* **Istruzione scritta 1**:
Nel testo sull'impatto ambientale del digitale, quali tre tipi di efficienza per le organizzazioni vengono nominati?

* **Testo del documento**:

Il tasso di crescita incontrollato della tecnologia digitale potrebbe portare a una perdita di controllo o all’aggravamento degli squilibri ambientali esistenti.
I dispositivi e i servizi digitali che tutti noi utilizziamo quotidianamente – anche azioni che riteniamo “innocue” come mandare un messaggio whatsapp o prelevare al bancomat – consumano molta più energia di quanto pensiamo e l’aumento del traffico dati derivanti dall’internet delle cose e dalla nostra vita sempre più iperconnessa, è destinato a peggiorare le cose.
Non dimentichiamo poi che l’impatto del digitale sull’ambiente non si limita solo all’energia necessaria a far funzionare i dispositivi o i servizi: si pensi, ad esempio, ai problemi conseguenti allo smaltimento dei rifiuti elettronici.
Ne consegue che così come ciascuno di noi è chiamato a fare la propria parte per contenere il surriscaldamento globale, così l’industria digitale, il mondo della ricerca e della politica devono contribuire ad aumentare le consapevolezza collettiva degli impatti ambientali delle tecnologie digitali, in una sorta di “sobrietà digitale”, che è anche una fonte di efficienza per le organizzazioni: efficienza energetica, efficienza umana, efficienza finanziaria[1].
Vediamo le proposte e gli esempi concreti che potrebbero ridurre l’impatto ambientale della digitalizzazione, ma prima diamo qualche numero, per avere un’idea dell’urgenza di un’azione in tal senso.

* **Istruzione scritta 2**:
Trasforma in un elenco JSON di stringhe le righe dei record che vanno da quella con "Give the outline of every instance of the dark" fino alla fine dei record, una stringa per riga e senza le righe vuote.

* **Materiale fornito**:
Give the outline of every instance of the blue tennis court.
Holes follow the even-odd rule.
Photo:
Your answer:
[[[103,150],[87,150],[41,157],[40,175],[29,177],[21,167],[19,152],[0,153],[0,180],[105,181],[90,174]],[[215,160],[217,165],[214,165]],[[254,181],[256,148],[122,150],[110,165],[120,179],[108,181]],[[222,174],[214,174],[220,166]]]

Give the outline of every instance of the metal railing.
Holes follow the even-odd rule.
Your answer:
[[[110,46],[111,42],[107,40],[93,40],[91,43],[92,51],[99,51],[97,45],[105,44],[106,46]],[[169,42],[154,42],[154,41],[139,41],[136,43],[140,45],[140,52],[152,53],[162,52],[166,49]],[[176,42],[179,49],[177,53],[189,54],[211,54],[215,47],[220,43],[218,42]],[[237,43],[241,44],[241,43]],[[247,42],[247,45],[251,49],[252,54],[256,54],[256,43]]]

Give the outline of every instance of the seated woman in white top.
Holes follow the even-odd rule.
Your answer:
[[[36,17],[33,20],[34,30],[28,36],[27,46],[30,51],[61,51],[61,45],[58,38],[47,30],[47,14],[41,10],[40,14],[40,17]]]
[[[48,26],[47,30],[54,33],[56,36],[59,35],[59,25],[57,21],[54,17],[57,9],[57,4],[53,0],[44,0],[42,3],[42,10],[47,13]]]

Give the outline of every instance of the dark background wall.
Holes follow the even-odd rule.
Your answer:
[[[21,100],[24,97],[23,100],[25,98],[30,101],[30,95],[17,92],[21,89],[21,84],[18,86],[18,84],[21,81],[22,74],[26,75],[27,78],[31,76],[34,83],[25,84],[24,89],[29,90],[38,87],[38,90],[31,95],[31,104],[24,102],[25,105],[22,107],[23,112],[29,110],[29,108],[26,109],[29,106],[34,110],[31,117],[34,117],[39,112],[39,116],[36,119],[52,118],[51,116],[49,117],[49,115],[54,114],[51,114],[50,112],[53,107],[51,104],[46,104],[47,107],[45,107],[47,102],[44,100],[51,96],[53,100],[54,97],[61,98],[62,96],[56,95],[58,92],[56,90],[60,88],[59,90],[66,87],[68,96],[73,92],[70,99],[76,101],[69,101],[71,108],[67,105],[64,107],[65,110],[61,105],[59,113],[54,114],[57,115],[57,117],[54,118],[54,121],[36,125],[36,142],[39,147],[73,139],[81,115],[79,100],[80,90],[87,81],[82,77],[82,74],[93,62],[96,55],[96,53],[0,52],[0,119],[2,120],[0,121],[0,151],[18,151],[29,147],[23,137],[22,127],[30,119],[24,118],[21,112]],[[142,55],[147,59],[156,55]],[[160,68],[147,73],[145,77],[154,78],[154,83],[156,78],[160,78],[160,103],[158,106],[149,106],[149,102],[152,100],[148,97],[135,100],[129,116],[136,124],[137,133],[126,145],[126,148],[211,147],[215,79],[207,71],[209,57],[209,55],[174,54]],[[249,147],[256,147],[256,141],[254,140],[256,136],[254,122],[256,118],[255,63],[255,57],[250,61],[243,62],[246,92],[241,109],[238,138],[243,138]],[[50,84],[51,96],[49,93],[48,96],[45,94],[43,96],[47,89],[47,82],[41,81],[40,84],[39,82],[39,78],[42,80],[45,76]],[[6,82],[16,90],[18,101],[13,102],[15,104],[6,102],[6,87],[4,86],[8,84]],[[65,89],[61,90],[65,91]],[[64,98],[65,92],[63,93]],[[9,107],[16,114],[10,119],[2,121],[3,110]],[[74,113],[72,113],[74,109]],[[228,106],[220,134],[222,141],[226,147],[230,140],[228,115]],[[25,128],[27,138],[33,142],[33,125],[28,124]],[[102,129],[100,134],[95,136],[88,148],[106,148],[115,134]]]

* **Risposta completa 1**:
Efficienza energetica, efficienza umana ed efficienza finanziaria.

* **Risposta completa 2**:
[
  "Give the outline of every instance of the dark background wall.",
  "Holes follow the even-odd rule.",
  "Your answer:",
  "[[[21,100],[24,97],[23,100],[25,98],[30,101],[30,95],[17,92],[21,89],[21,84],[18,86],[18,84],[21,81],[22,74],[26,75],[27,78],[31,76],[34,83],[25,84],[24,89],[29,90],[38,87],[38,90],[31,95],[31,104],[24,102],[25,105],[22,107],[23,112],[29,110],[29,108],[26,109],[29,106],[34,110],[31,117],[34,117],[39,112],[39,116],[36,119],[52,118],[51,116],[49,117],[49,115],[54,114],[51,114],[50,112],[53,107],[51,104],[46,104],[47,107],[45,107],[47,102],[44,100],[51,96],[53,100],[54,97],[61,98],[62,96],[56,95],[58,92],[56,90],[60,88],[59,90],[66,87],[68,96],[73,92],[70,99],[76,101],[69,101],[71,108],[67,105],[64,107],[65,110],[61,105],[59,113],[54,114],[57,115],[57,117],[54,118],[54,121],[36,125],[36,142],[39,147],[73,139],[81,115],[79,100],[80,90],[87,81],[82,77],[82,74],[93,62],[96,55],[96,53],[0,52],[0,119],[2,120],[0,121],[0,151],[18,151],[29,147],[23,137],[22,127],[30,119],[24,118],[21,112]],[[142,55],[147,59],[156,55]],[[160,68],[147,73],[145,77],[154,78],[154,83],[156,78],[160,78],[160,103],[158,106],[149,106],[149,102],[152,100],[148,97],[135,100],[129,116],[136,124],[137,133],[126,145],[126,148],[211,147],[215,79],[207,71],[209,57],[209,55],[174,54]],[[249,147],[256,147],[256,141],[254,140],[256,136],[254,122],[256,118],[255,63],[255,57],[250,61],[243,62],[246,92],[241,109],[238,138],[243,138]],[[50,84],[51,96],[49,93],[48,96],[45,94],[43,96],[47,89],[47,82],[41,81],[40,84],[39,82],[39,78],[42,80],[45,76]],[[6,82],[16,90],[18,101],[13,102],[15,104],[6,102],[6,87],[4,86],[8,84]],[[65,89],[61,90],[65,91]],[[64,98],[65,92],[63,93]],[[9,107],[16,114],[10,119],[2,121],[3,110]],[[74,113],[72,113],[74,109]],[[228,106],[220,134],[222,141],[226,147],[230,140],[228,115]],[[25,128],[27,138],[33,142],[33,125],[28,124]],[[102,129],[100,134],[95,136],[88,148],[106,148],[115,134]]]"
]